Problems and tasks:
• A. In the piece on the Cheltenham Festival, what does the event style itself as?
• B. Write out the stretch of the piece on the Cheltenham Festival from "I'm a vexed" through "by the attendees.", word for word.
• C. Extend the piece on the Cheltenham Festival, picking up right after its last sentence.
— BEGIN Article —
I'm a vexed long suffering racing enthusiast watching the slow demise of the sport in the UK
Monday, 19 March 2018
IT JUST GETS WORSE
That familiar sight of swarming enclosures and packed grandstands that the TV cameras regularly focus on was accompanied by smooth Ed Chamberlin's statement that the Cheltenham Festival ' just gets bigger and better'.
The fixture is unquestionably being stretched so is indeed bigger in the context of number of races, number of runners, day on day attendances and money spent by the attendees.
But as the likes of the Guinness Village and the other all day drinking and loitering areas continue to expand, it would appear that the racecourse is more interested in the Glastonbury style festive racegoer than the connoisseur racing fan, which is after all surely what an event that styles itself as being the 'Olympics of jump racing' should be designed for.
— END Article —
— BEGIN Dataset entries —
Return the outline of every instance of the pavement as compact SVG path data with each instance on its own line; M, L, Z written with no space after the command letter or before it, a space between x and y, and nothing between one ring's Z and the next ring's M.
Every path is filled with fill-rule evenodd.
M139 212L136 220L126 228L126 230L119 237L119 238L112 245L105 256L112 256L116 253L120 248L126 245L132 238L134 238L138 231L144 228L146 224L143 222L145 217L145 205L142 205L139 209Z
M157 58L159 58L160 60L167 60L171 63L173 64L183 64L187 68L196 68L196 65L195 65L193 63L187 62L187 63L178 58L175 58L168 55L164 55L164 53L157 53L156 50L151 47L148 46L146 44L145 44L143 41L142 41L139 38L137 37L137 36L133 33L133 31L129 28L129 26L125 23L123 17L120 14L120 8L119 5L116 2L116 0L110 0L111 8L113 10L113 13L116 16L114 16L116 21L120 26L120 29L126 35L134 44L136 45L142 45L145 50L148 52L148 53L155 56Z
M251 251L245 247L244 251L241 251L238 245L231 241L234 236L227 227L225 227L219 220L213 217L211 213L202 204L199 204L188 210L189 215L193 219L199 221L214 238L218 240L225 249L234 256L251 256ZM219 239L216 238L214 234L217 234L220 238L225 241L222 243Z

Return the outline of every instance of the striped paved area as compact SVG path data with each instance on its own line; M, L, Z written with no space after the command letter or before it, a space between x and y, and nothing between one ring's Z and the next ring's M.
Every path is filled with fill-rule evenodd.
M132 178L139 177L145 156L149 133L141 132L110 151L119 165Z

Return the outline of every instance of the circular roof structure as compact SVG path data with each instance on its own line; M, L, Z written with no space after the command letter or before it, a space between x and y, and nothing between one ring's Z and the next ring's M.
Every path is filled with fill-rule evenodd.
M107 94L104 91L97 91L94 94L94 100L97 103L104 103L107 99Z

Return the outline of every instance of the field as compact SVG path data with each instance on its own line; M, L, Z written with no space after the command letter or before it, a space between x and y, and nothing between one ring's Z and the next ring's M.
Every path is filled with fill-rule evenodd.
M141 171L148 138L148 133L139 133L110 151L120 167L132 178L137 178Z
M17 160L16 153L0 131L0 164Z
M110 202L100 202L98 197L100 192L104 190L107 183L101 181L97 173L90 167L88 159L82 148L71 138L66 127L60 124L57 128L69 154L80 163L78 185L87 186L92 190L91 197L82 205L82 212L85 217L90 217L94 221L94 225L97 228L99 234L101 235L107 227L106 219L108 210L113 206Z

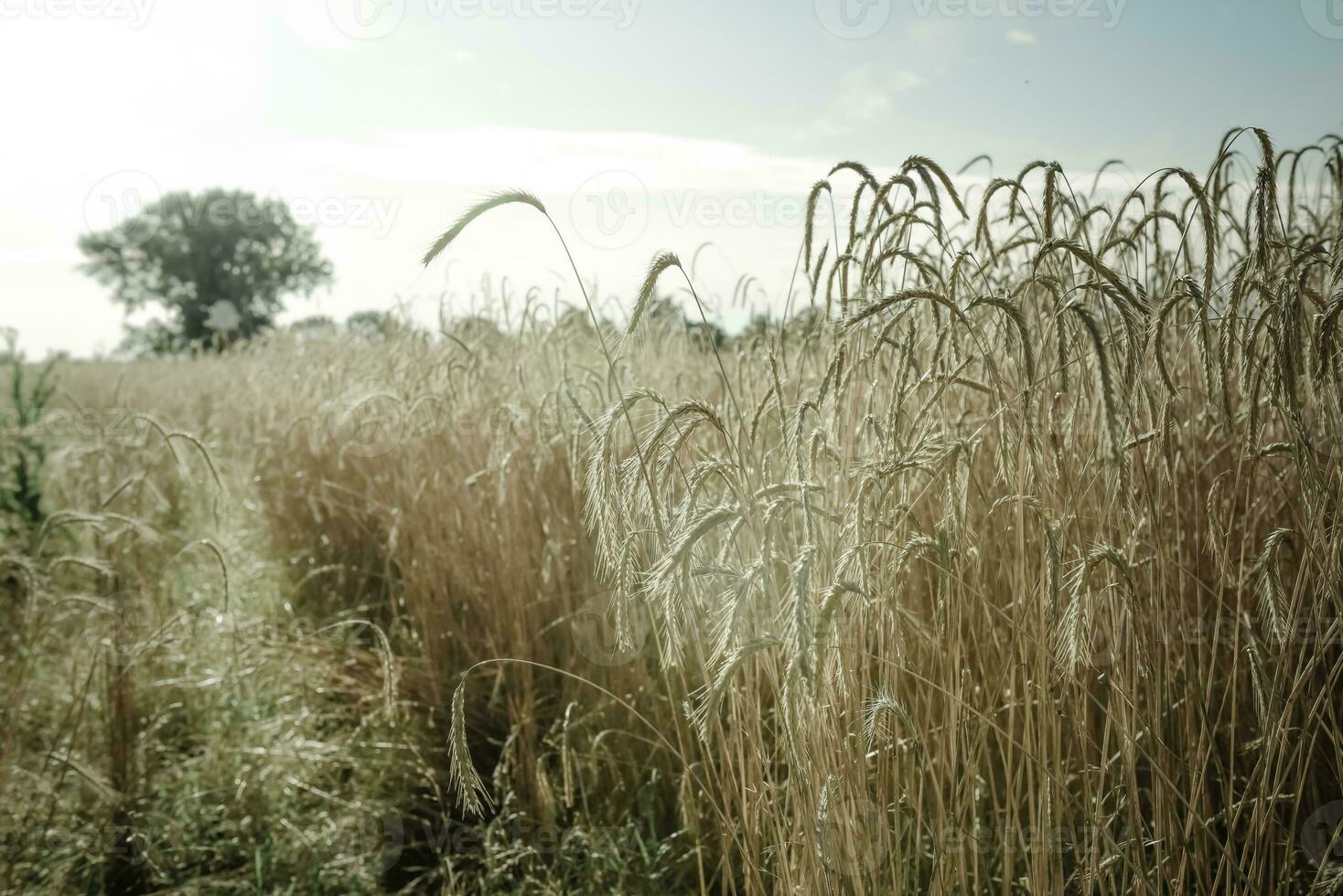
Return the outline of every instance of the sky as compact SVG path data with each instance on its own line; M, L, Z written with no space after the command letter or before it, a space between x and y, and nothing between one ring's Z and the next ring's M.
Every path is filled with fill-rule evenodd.
M732 323L739 276L753 302L787 291L806 192L841 160L1119 158L1136 182L1205 170L1232 126L1343 130L1343 0L0 0L0 326L30 357L121 339L81 233L211 186L316 227L336 280L285 319L430 321L485 276L572 296L528 208L418 263L521 188L600 295L672 249Z

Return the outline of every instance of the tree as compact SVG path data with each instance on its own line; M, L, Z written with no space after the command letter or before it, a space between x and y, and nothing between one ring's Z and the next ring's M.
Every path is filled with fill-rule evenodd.
M312 227L278 199L240 190L168 193L111 229L79 239L81 267L128 311L160 304L167 322L132 329L148 351L227 345L267 329L287 295L332 282Z

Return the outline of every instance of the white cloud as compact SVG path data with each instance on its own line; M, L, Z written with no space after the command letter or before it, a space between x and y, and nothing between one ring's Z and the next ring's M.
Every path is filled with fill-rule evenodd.
M826 114L810 127L800 129L799 137L833 137L847 134L855 126L888 115L896 109L896 97L913 90L925 80L907 68L862 66L850 68L839 79Z

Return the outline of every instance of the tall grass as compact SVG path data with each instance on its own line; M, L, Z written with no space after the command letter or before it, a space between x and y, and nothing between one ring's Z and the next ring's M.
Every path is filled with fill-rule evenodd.
M222 473L169 439L199 468L165 528L235 533L224 554L258 570L231 598L259 628L215 653L257 707L235 736L359 757L287 773L345 818L471 832L403 837L369 887L1332 892L1340 145L1238 130L1202 176L1132 192L1056 162L968 184L843 162L810 196L787 296L807 307L721 351L646 313L677 268L708 321L667 254L624 326L504 292L521 318L500 327L181 365L201 385L177 425ZM854 197L834 227L822 193ZM216 404L224 372L247 401ZM47 600L71 587L23 562ZM283 614L359 620L308 672L364 668L359 712L320 734L290 714L320 699L243 675L263 642L317 652L275 636ZM34 769L39 718L5 769ZM184 879L156 836L180 828L126 826L152 877Z

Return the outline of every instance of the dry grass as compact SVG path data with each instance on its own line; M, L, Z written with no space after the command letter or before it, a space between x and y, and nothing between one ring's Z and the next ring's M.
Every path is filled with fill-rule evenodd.
M224 892L1332 892L1339 144L1131 196L845 162L810 307L721 351L645 314L672 268L702 313L663 255L627 327L62 370L163 432L12 559L0 883L120 832ZM128 587L223 621L68 661ZM332 833L388 811L392 861ZM99 850L50 877L39 814Z

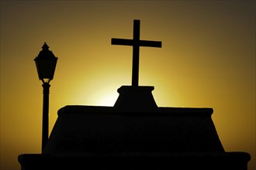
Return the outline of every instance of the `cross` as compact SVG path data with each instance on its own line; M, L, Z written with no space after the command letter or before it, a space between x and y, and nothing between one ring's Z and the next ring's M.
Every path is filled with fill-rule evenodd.
M140 21L133 20L133 39L111 39L112 45L123 45L133 46L133 73L132 86L139 85L139 56L140 46L161 47L162 42L160 41L147 41L140 39Z

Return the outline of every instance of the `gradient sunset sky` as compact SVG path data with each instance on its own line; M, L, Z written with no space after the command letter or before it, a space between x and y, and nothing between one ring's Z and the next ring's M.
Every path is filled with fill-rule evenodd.
M255 1L1 0L1 167L40 153L43 87L34 58L46 42L57 65L50 131L66 105L112 106L131 84L132 47L111 38L162 42L141 47L141 86L158 107L212 107L226 151L255 149Z

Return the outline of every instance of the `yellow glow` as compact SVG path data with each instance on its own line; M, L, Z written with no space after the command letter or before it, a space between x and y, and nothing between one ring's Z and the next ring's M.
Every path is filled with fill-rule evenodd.
M255 169L254 1L1 1L0 169L40 153L41 82L33 59L47 42L58 57L50 88L50 130L66 105L112 106L130 85L132 48L140 39L141 86L158 107L213 107L226 151L249 152Z

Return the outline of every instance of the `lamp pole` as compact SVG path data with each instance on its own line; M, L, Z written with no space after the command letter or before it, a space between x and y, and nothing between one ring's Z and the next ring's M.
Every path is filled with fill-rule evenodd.
M49 93L50 81L54 79L57 57L49 50L44 42L40 51L35 58L39 79L43 82L43 122L42 122L42 152L46 147L49 138Z
M43 83L43 124L42 124L42 151L48 141L49 137L49 83Z

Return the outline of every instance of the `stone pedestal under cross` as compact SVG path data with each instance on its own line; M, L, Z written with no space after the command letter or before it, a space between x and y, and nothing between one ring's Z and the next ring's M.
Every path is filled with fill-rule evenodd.
M161 42L147 41L140 39L140 21L133 20L133 39L112 39L112 45L123 45L133 46L133 75L132 86L139 86L139 56L140 46L161 47Z

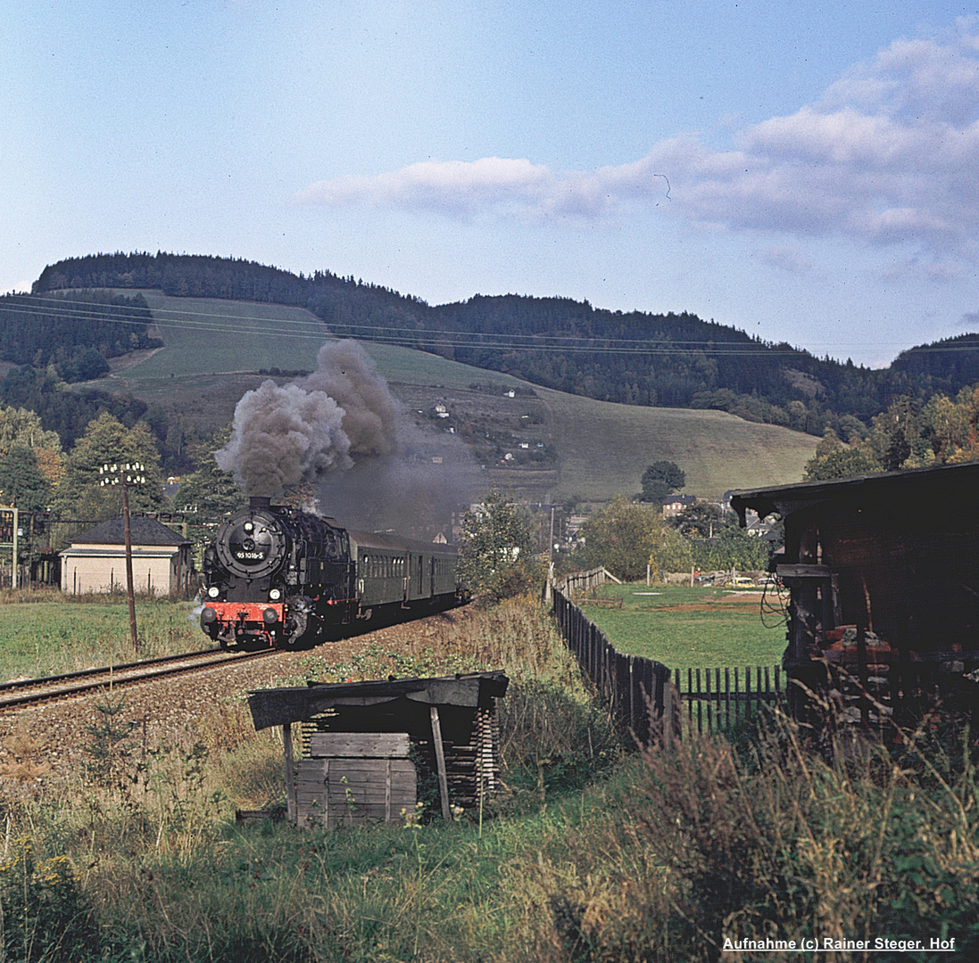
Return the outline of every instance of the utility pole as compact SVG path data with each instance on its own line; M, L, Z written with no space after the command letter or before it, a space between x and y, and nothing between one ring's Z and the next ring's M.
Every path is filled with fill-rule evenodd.
M138 461L126 462L119 466L117 464L104 464L99 469L99 474L103 476L100 485L121 485L122 486L122 530L125 533L125 587L126 597L129 602L129 637L132 641L134 652L139 651L139 636L136 634L136 596L132 584L132 526L129 521L129 486L145 485L146 476L143 475L145 466Z

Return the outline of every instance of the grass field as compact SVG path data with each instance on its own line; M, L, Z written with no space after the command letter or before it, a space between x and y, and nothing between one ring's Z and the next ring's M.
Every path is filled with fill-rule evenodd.
M151 726L140 746L112 727L107 702L82 758L57 766L24 713L0 745L0 958L713 963L720 938L772 935L813 945L938 935L956 941L955 959L977 958L967 739L950 740L952 756L920 730L890 747L840 734L827 764L776 716L740 749L694 737L627 757L631 741L589 701L534 600L474 610L451 630L398 653L400 671L489 660L511 680L507 793L460 821L436 804L376 827L238 825L237 809L284 809L285 785L278 733L255 732L240 702ZM307 676L384 678L388 655Z
M620 652L655 659L671 669L773 666L785 648L785 626L767 596L763 624L762 591L605 585L599 599L622 601L622 608L580 601L582 610Z
M301 309L143 293L166 347L98 384L131 392L185 422L227 423L236 401L261 380L243 372L312 370L326 340L322 323ZM473 384L533 387L409 348L363 344L396 393L398 385L425 386L430 405L443 400L451 407L451 392ZM557 483L537 500L604 502L634 495L645 467L661 460L683 468L687 493L717 499L732 488L799 481L816 450L811 435L723 412L640 408L534 390L546 406L560 469Z
M43 593L44 601L11 601L14 597L10 592L0 597L0 681L210 647L192 617L191 602L137 598L142 645L136 655L125 595L93 596L91 601L67 600L57 591Z

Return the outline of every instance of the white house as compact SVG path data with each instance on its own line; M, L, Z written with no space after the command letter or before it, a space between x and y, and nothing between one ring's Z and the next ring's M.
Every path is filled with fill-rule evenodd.
M130 533L134 591L148 595L188 593L193 571L190 541L155 518L131 519ZM89 529L60 554L62 591L77 595L125 591L121 518Z

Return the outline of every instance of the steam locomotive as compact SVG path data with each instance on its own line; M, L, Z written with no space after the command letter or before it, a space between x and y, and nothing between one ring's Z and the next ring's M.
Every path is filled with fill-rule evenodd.
M267 498L221 525L204 576L201 629L222 648L313 644L358 619L464 598L454 547L341 528Z

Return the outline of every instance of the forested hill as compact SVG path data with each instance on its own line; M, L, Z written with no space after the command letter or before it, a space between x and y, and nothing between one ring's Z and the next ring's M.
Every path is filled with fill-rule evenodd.
M605 401L714 408L753 421L842 437L898 396L956 394L979 380L979 336L943 353L905 352L890 369L816 358L695 315L622 313L586 301L477 295L430 306L330 272L294 275L255 262L166 253L95 254L45 268L35 294L66 287L159 287L177 296L307 308L331 332L437 352ZM970 349L970 350L967 350Z

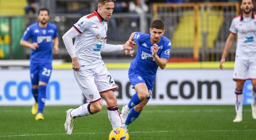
— END Dataset entries —
Answers to the problems:
• A. The "Olympics of jump racing."

• B.
I'm a vexed long suffering racing enthusiast watching the slow demise of the sport in the UK
Monday, 19 March 2018
IT JUST GETS WORSE
That familiar sight of swarming enclosures and packed grandstands that the TV cameras regularly focus on was accompanied by smooth Ed Chamberlin's statement that the Cheltenham Festival ' just gets bigger and better'.
The fixture is unquestionably being stretched so is indeed bigger in the context of number of races, number of runners, day on day attendances and money spent by the attendees.

• C.
Looking at it from a Glasto perspective, this is not pie in the sky for it is only the weather which is the main barrier to an idea that is workable and a potential big money spinner. There is room for the festival goers to pitch their tents, room for stages to be erected, and all without the density of adjoining residential properties for council permission to be attainable.
Aintree also has ample space for this to be introduced. Indeed the venue has a place in modern history for accommodating big crowds for concerts as thirty years ago this September, 125,000 eager souls flocked to the venue to see Michael Jackson perform.
And if anyone wishes to profile the modern racegoer that these venues cater for, they can note that the pre-race concerts Aintree have in their indoor school now continue throughout the racing with some 'racegoers' watching the performances against the backdrop of a giant screen showing the racing.
Don't ever be shocked if very soon one of these trashy concert Summer evening meetings becomes an all night music festival. Would have to be somewhere out of earshot of highly populated residential areas to be given permission but the Newmarket July Course that initiated this trend thirty odd years ago when having the likes of Tom Jones and Suzi Quatro on the bill might start the ball rolling.
The nearby National Stud would have plenty to say though. It's not a prospect which that establishment would be over the moon about.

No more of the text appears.